• [Exercise directions] Repeat word for word the part of the oatmeal blog passage starting with "I went inpatient" and going on through "relationships with food.".
+++ Excerpted text +++
Why did this worry me?
As someone who is awkwardly tall and thin, I have received my fair share of condescending weight comments and have always been self-conscious about it. Thus, when I started seeing all these Instagram followers, I freaked out. My thought process was as follows: Is my blog the new hangout for teenage girls with eating disorders? What does that say about my blog? About me? Do they think my blog is diet food? Do my friends and family think that my blog is diet food? Do my friends and family think I am eating oatmeal to diet?! Do my friends and family think *I* have an eating disorder!?
I suffered silently with these thoughts for months until I collaborated with Charlotte, May’s Oatmeal Enthusiast. She wrote:
I have struggled with an eating disorder for 8 long years, but it got very bad in 2011. My anorexia took over my life, and I was no longer able to enjoy food. I found Lauren’s blog in 2012, and even though I was still very much in denial and did not want to get better at all, there was something about those delicious looking oatmeal recipes that caught my attention! I suddenly had an interest in food again, which was both scary and exciting. I started experimenting with my breakfasts, and although I was too afraid to follow the actual recipes, it was still a step in the right direction.
I went inpatient for 4 months in the summer of 2012, and as I was getting better all I could think about was going home and finally be able to try all of the recipes on The Oatmeal Artist’s blog. Unfortunately I had a very bad relapse, but even through that relapse I continued to eat oatmeal almost every single morning, and that was without a doubt one of the reasons I made it through. Today I consider myself recovered, and Lauren’s blog has definitely helped me get to where I am now.
I heard similar narratives from many other young ladies, all with the same point: my blog helped them recover, not fuel the disorder. I then recognized that the Instagram handles I was seeing all discussed recovery; these were victims of EDs who were using online communities to overcome their tough relationships with food.
+++ Extracted records +++
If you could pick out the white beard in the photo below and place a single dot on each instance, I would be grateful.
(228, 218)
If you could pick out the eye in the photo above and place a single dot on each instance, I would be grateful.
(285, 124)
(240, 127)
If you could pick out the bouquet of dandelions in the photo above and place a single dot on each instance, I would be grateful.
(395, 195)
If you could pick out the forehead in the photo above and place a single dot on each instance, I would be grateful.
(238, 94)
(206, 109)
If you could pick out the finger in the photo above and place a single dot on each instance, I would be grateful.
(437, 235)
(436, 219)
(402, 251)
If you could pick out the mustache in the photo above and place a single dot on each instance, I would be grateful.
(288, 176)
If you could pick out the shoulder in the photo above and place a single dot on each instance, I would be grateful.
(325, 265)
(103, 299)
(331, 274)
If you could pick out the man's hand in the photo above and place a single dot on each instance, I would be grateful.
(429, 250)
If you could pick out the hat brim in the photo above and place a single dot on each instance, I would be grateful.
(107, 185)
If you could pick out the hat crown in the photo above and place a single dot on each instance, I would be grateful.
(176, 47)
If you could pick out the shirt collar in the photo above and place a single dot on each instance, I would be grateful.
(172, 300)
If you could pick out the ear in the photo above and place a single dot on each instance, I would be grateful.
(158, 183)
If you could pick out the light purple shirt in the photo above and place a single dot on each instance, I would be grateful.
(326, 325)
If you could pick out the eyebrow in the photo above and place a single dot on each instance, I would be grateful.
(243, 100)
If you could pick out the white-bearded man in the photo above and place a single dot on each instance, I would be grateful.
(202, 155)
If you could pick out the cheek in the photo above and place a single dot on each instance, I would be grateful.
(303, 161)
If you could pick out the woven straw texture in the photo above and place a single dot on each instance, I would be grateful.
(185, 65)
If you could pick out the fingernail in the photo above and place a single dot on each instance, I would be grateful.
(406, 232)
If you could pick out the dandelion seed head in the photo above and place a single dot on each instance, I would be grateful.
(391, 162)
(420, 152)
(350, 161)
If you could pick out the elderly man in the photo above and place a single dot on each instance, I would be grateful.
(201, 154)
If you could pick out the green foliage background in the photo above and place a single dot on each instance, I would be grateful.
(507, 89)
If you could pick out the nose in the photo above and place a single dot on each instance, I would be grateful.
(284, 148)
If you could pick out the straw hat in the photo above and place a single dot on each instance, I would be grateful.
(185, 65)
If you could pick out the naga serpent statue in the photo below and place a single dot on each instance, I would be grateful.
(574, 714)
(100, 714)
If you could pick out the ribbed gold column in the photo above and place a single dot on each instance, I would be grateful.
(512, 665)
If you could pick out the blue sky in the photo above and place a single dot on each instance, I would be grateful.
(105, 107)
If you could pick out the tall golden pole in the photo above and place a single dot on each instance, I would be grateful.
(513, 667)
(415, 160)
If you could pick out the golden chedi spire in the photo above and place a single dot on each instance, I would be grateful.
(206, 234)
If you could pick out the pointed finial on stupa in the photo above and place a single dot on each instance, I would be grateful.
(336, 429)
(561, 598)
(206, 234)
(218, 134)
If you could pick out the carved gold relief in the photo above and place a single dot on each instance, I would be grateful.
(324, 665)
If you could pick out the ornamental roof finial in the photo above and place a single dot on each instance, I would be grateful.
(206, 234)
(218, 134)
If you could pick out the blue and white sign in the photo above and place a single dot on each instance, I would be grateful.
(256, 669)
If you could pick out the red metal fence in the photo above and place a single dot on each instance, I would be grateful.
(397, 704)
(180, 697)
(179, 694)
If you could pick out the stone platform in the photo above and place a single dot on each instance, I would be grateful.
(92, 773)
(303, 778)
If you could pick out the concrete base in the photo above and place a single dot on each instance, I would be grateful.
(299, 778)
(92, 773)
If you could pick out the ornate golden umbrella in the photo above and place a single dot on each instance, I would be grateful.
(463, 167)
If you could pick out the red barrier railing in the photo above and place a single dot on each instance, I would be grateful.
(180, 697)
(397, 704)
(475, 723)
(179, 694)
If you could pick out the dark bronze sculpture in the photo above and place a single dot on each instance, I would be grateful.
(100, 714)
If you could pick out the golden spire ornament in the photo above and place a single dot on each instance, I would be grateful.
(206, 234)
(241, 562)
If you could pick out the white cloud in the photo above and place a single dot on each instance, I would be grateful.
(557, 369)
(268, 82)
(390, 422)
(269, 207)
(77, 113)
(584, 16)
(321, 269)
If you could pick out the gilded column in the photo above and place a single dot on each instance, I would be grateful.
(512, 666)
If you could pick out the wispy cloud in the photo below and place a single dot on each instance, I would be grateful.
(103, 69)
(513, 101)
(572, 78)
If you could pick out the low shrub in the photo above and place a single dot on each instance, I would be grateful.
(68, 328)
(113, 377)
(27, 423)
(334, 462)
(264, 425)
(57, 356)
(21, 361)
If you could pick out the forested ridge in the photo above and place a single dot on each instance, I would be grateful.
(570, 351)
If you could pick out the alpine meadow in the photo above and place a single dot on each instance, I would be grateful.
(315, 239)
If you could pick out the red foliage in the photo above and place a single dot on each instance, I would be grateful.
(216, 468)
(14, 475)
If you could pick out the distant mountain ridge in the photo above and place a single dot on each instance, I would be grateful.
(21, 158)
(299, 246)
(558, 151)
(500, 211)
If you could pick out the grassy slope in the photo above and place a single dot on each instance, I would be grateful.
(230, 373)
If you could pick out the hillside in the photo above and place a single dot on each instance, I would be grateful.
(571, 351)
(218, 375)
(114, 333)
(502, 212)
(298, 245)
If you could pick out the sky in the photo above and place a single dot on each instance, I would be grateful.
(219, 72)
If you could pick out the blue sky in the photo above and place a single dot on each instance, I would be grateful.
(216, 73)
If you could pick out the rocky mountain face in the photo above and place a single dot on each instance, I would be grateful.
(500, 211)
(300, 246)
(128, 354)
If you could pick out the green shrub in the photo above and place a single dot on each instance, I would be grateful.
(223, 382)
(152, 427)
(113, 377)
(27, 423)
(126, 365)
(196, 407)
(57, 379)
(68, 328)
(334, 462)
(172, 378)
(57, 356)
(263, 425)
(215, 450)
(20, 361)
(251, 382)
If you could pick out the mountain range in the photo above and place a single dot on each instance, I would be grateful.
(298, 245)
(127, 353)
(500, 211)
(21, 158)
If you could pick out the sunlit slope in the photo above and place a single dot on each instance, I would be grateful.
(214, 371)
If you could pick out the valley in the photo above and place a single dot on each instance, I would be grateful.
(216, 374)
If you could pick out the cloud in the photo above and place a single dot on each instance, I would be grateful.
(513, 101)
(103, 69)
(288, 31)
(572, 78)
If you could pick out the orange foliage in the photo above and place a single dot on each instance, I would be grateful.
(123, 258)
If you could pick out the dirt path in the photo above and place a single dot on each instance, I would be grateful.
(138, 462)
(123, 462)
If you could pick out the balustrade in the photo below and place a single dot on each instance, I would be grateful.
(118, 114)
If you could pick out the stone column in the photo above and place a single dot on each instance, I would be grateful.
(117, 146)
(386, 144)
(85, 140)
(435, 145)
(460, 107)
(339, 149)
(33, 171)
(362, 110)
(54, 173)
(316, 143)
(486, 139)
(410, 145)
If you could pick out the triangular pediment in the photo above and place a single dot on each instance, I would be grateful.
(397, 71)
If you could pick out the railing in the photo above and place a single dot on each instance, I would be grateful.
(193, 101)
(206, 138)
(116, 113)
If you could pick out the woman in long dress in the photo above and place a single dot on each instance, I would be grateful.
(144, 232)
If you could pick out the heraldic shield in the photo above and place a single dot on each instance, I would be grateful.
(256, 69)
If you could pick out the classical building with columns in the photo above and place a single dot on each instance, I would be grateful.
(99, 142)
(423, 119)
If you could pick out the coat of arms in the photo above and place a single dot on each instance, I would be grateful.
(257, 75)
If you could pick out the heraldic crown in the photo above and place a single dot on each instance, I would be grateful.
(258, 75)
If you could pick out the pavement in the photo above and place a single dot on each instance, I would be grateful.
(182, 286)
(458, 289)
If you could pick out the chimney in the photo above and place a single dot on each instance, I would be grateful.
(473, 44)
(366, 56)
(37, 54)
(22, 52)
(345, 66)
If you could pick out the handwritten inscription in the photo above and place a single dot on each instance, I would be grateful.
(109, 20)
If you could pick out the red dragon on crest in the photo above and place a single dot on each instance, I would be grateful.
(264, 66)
+++
• [Reply]
I went inpatient for 4 months in the summer of 2012, and as I was getting better all I could think about was going home and finally be able to try all of the recipes on The Oatmeal Artist’s blog. Unfortunately I had a very bad relapse, but even through that relapse I continued to eat oatmeal almost every single morning, and that was without a doubt one of the reasons I made it through. Today I consider myself recovered, and Lauren’s blog has definitely helped me get to where I am now.
I heard similar narratives from many other young ladies, all with the same point: my blog helped them recover, not fuel the disorder. I then recognized that the Instagram handles I was seeing all discussed recovery; these were victims of EDs who were using online communities to overcome their tough relationships with food.